* [Provided data]:
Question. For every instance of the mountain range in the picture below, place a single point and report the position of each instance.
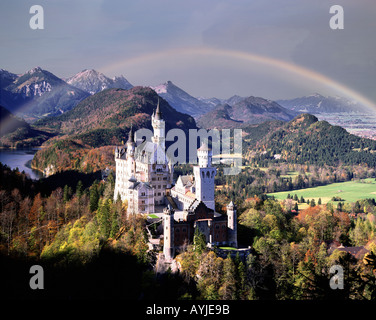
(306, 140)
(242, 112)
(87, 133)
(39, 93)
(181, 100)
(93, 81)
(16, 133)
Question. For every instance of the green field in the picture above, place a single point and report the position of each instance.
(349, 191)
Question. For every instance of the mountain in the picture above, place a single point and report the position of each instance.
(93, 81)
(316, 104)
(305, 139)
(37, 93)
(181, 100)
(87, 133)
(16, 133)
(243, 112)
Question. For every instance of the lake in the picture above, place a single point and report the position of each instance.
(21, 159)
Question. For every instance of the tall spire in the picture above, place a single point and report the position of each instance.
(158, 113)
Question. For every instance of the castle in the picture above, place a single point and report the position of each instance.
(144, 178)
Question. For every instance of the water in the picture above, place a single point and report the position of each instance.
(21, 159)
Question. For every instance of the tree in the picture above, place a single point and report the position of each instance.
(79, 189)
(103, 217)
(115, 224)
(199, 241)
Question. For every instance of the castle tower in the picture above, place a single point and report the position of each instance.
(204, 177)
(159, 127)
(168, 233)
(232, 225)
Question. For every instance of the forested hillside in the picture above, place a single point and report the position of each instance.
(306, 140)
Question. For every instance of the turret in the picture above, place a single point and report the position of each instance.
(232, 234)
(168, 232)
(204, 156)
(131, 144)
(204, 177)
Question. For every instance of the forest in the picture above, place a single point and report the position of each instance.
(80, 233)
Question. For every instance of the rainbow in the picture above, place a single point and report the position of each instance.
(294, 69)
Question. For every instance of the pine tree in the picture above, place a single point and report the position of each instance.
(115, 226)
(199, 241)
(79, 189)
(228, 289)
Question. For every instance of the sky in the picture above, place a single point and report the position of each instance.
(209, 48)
==
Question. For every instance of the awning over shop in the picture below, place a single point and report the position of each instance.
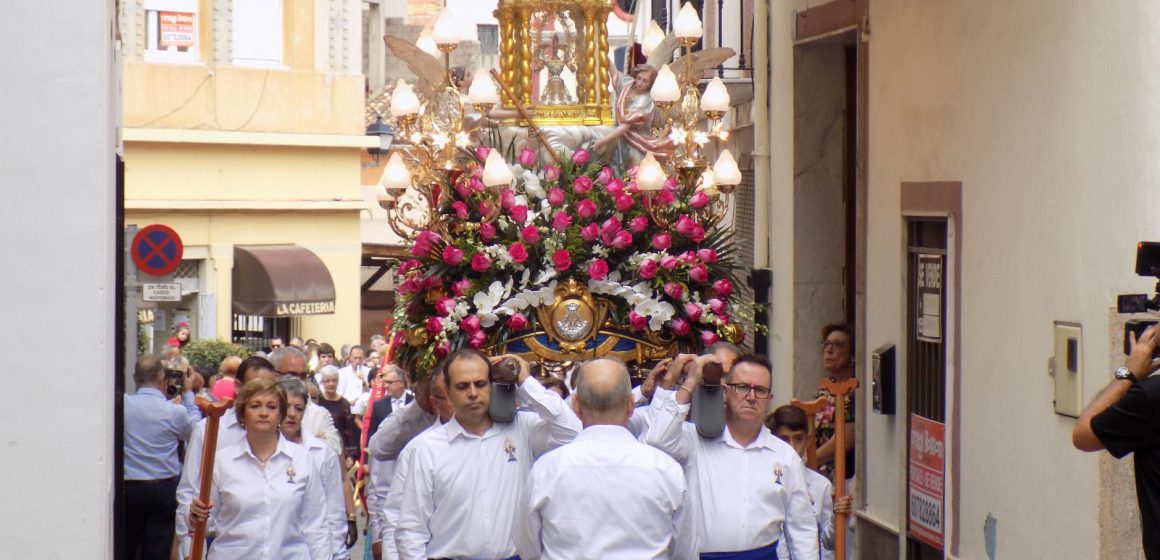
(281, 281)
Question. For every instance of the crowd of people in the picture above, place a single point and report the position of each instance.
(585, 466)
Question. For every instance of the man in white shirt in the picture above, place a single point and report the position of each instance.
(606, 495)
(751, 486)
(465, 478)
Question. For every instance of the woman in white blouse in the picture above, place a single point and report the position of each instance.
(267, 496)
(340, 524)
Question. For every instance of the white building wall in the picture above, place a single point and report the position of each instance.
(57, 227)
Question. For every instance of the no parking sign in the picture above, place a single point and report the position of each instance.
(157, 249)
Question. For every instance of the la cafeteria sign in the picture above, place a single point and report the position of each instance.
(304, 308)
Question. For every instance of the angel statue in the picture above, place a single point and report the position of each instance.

* [Work instructions]: For this exercise, repeat exactly the lines of the data above from the one with "Question. For every instance of the crowd" down to the one with "Question. For every instance of the angel", both end lines included.

* [Exercise result]:
Question. For every instance of the crowd of people in the picture above, place a single point and report the position of each instance.
(585, 466)
Question. For every instance of the man in white shirt in the picture above, place a single point and report the position of each instance.
(606, 495)
(751, 486)
(465, 478)
Question. For every instance of the woman in white blouse in the picture above, place a single point and report the position of each instance.
(267, 496)
(340, 524)
Question. For every instance of the white building wall in the picture above, place a single point and report the position of each instance.
(57, 227)
Question. For every instance of the no parking sign in the picture above, place a single point and report the position of each instance.
(157, 249)
Question. For every instance of the la cafeteria sign in the picture above, place a single point and report the position of each instance.
(304, 308)
Question. For every instance of the angel statue in the picture above, place a single point and report the position of each instance.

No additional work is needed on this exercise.